SET OF TASKS ::
1) According to the Bremerton water franchise opinion, how many years did the 1902 franchise granted to H. Orchard run?
2) Pick up the Bremerton water franchise opinion where it stops, and write what comes next.

GIVEN TEXT ::
---
City of Bremerton v. Bremerton Water & Power Co.

88 Wash. 362 | Wash. | 1915

Bausman, J.

In 1902 the town of Bremerton, now a city of the third class, granted to H. Orchard and his assigns a thirty-year franchise for the sale of water to the town and its inhabitants. The contested feature in this franchise was § 2, of which we have italicized the most material portions:

“The rights hereby granted to the said grantees by the first section of this ordinance shall be for the period of thirty years after the passage and approval of this ordinance and after the acceptance of the same by the grantees. Provided, however, that at the expiration of ten years from the date of the acceptance of this franchise for the said system of waterworks, the town of Bremerton, or its legal successors, shall have the right to purchase the entire system of waterworks, herein authorized and provided for, at the price upon which said system at the expiration of said ten years and at the time of the proposed purchase, is paying eight per centum, net, per annum, or twelve and a half (19^/^) times the net annual revenue at the expiration of ten years, talcing as such annual revenue the average for three years, including the tenth year. Providing, that if the town of Bremerton and H. Orchard, his heirs, successors and assigns, shall be unable to agree upon the price to be paid for the plant at the expiration of ten (10) years, then the price shall be determined by appraisers, to be selected as follows, viz.: The owner or owners of said plant to name one, the town of Bremerton to name another, these two to select a third; but none of such appraisers shall be residents or owners of any property in the town of Bremerton, or the owners of any stock of the corporation owning said plant at the time of the selection or of any action taken in the premises and the price to be agreed upon and fixed by said appraisers shall not exceed ten (10) per cent above the actual cost of said plant, including the cost of betterments that may have been added thereto; provided, also, that in estimating the value of said plant the *365value of right-of-way or any other concession hereby granted shall not be considered.”
---
Saved data entries ::
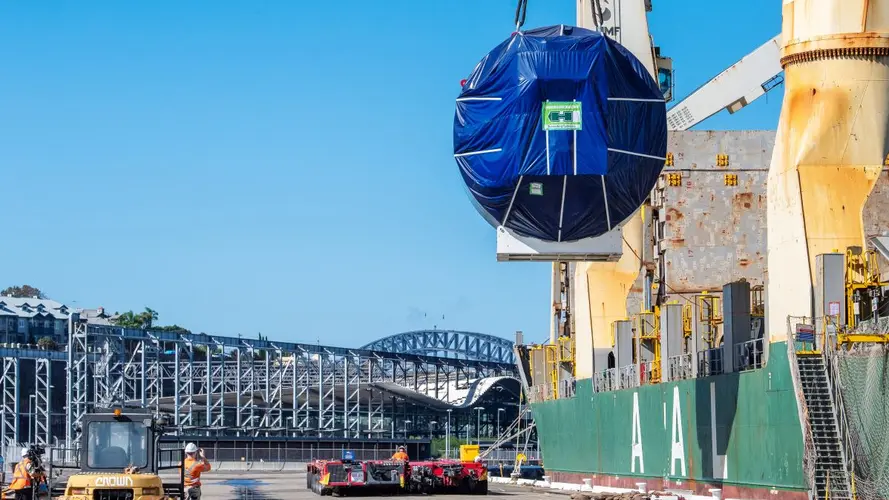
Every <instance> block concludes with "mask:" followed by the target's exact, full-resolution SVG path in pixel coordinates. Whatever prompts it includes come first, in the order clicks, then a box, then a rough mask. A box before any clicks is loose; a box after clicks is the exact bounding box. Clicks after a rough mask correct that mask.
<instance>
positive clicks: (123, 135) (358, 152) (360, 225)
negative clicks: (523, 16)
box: [0, 0, 783, 346]
mask: <svg viewBox="0 0 889 500" xmlns="http://www.w3.org/2000/svg"><path fill="white" fill-rule="evenodd" d="M529 4H530V5H529V8H528V19H527V22H526V25H525V26H526V28H530V27H536V26H541V25H547V24H560V23H565V24H573V23H574V0H530V2H529ZM50 5H52V7H50ZM654 8H655V10H654V12H652V14H651V15H650V17H649V20H650V23H651V27H652V33H653V35H654V38H655V41H656V43H657V44H659V45H660V46H661V47H662V52H663V53H664V54H665V55H670V56H672V57H673V59H674V68H675V70H676V84H677V93H678V95H679V96H684V95H686V94H687V93H689V92H690V91H692V90H694V88H696V87H697V86H698V85H700V84H701V83H703V82H704V81H705V80H707V79H708V78H709V77H711V76H713V75H714V74H716V73H718V72H719V71H721V70H723V69H724V68H725V67H727V66H728V65H730V64H732V63H734V62H735V61H736V60H737V59H738V58H740V57H741V56H743V55H744V54H746V53H748V52H749V51H751V50H752V49H754V48H755V47H757V46H758V45H760V44H761V43H763V42H764V41H765V40H767V39H768V38H770V37H771V36H773V35H774V34H776V33H777V32H778V31H779V30H780V2H778V1H775V0H771V1H767V0H752V1H750V2H748V4H745V6H744V7H743V8H741V7H740V4H738V3H737V2H714V1H712V0H682V1H677V0H669V1H666V0H655V2H654ZM514 9H515V0H441V1H430V0H404V1H397V0H393V1H387V0H377V1H370V2H368V1H359V0H343V1H309V0H293V1H271V2H246V1H242V2H233V1H219V2H209V1H195V2H179V1H161V2H141V3H140V2H136V3H133V2H129V3H127V5H124V4H123V3H120V2H110V1H106V2H86V3H85V2H75V1H67V2H50V3H40V2H7V3H4V5H3V7H2V8H0V47H2V50H0V68H2V70H0V200H2V202H3V207H4V208H3V211H2V213H3V229H4V231H3V234H4V244H3V245H2V250H0V255H2V257H3V258H2V262H3V264H2V269H3V272H2V273H0V281H2V283H0V285H3V286H5V285H11V284H25V283H27V284H31V285H34V286H37V287H39V288H42V289H43V290H44V291H46V292H47V293H48V294H49V295H50V296H51V297H53V298H55V299H57V300H61V301H64V302H66V303H68V304H73V305H75V306H78V307H95V306H99V305H103V306H105V307H106V308H107V309H110V310H112V311H114V310H119V311H123V310H127V309H137V310H139V309H141V308H142V307H143V306H146V305H147V306H150V307H152V308H154V309H157V310H158V311H159V312H160V320H161V322H162V323H164V324H169V323H178V324H180V325H183V326H186V327H188V328H190V329H192V330H194V331H206V332H212V333H219V334H228V335H233V334H237V333H242V334H244V335H255V334H256V333H257V332H262V333H263V334H265V335H268V336H269V337H271V338H274V339H279V340H290V341H304V342H315V341H318V340H319V339H320V341H321V342H322V343H326V344H338V345H347V346H358V345H361V344H363V343H365V342H367V341H369V340H372V339H374V338H377V337H380V336H383V335H386V334H390V333H395V332H398V331H404V330H409V329H416V328H424V327H432V326H433V325H438V326H440V327H441V326H444V327H448V328H460V329H467V330H474V331H481V332H486V333H491V334H496V335H501V336H506V337H510V336H511V335H512V332H514V331H515V330H523V331H525V332H526V336H527V338H529V339H532V340H541V339H543V338H544V337H546V335H547V332H548V320H549V308H550V305H549V281H548V269H549V268H548V265H546V264H527V263H497V262H496V260H495V256H494V231H493V230H492V228H491V227H489V226H488V225H487V224H486V223H485V222H484V221H483V220H482V219H481V217H480V216H479V215H478V214H477V213H476V212H475V210H474V209H473V208H472V206H471V205H470V203H469V201H468V200H467V198H466V195H465V193H464V191H463V188H462V185H461V180H460V178H459V175H458V171H457V167H456V165H455V163H454V160H453V157H452V150H451V147H452V125H453V113H454V98H455V97H456V95H457V94H458V92H459V81H460V80H461V79H462V78H464V77H465V76H466V75H467V74H468V73H469V71H471V70H472V68H473V66H474V65H475V63H476V62H477V61H478V60H479V59H480V58H481V57H482V56H483V55H484V54H485V53H486V52H487V51H488V50H490V49H491V48H492V47H493V46H494V45H496V44H497V43H499V42H500V41H501V40H503V39H504V38H506V37H508V36H509V34H510V32H511V31H512V18H513V12H514ZM750 13H754V15H750ZM781 90H783V89H780V90H778V91H775V93H773V94H771V95H769V96H768V97H767V98H762V99H761V100H760V101H758V102H757V103H754V104H753V105H752V106H750V107H748V108H747V109H744V110H742V111H741V112H740V113H738V114H736V115H734V116H729V115H727V114H726V113H722V114H721V115H719V116H717V117H714V118H713V119H711V120H710V121H709V122H707V124H706V128H717V129H727V128H729V129H731V128H755V129H773V128H774V127H775V125H776V123H777V117H778V112H779V109H780V99H781V94H780V91H781ZM442 315H444V317H445V319H444V320H442V319H441V317H442ZM424 316H425V317H424Z"/></svg>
---
ANSWER SET ::
1) Thirty years.

2)
Orchard assigned this franchise to the Pacific Coast Pipe Company, which in turn assigned it in 1906 to Messrs. Garrison and Fisher (not to be confounded with the incorporated respondent intervener). These persons assigned it to the Bremerton Water & Power Company, respondent, and finally that corporation assigned it to the incorporated respondent and intervener, Garrison-Fisher Company.

In 1912 the city, resolving to buy this plant, passed the following resolution, a portion of which also we have italicized:

“Resolved, That it is the intention of the city council to avail itself of its option to buy the said plant and that the city of Bremerton stands ready to pay to the Bremerton Water & Power Company for the same, the actual cost of said plant, plus ten per cent as in the said franchise provided. The said amount to be determined by the finding that may be made by the Public Utilities Commission of Washington as the actual cost of same. If the said Bremerton Water & Power Company will not abide by the finding of the said commission, the city council stands ready to arbitrate the matter under the provisions of the said franchise and is now prepared to name its arbitrator.
“Resolved further, that a copy of this resolution shall be delivered to the local manager of the said Bremerton Water & Power Company, and the said company is hereby requested to reply thereto at the next meeting of this council, in order that the council may make such preparations as may be necessary to complete the said purchase.”

Controversies arose not only as to the right of the city to buy at all, but as to the basis of payment as well, the city becoming plaintiff in this, an action for specific performance. The lower court, on March 27, 1915, sustained the city’s action on condition of its paying respondent $219,-552.30 before July 1, 1915. From this decree the city appealed as allowing too much, and the respondent cross-appellant as allowing too little.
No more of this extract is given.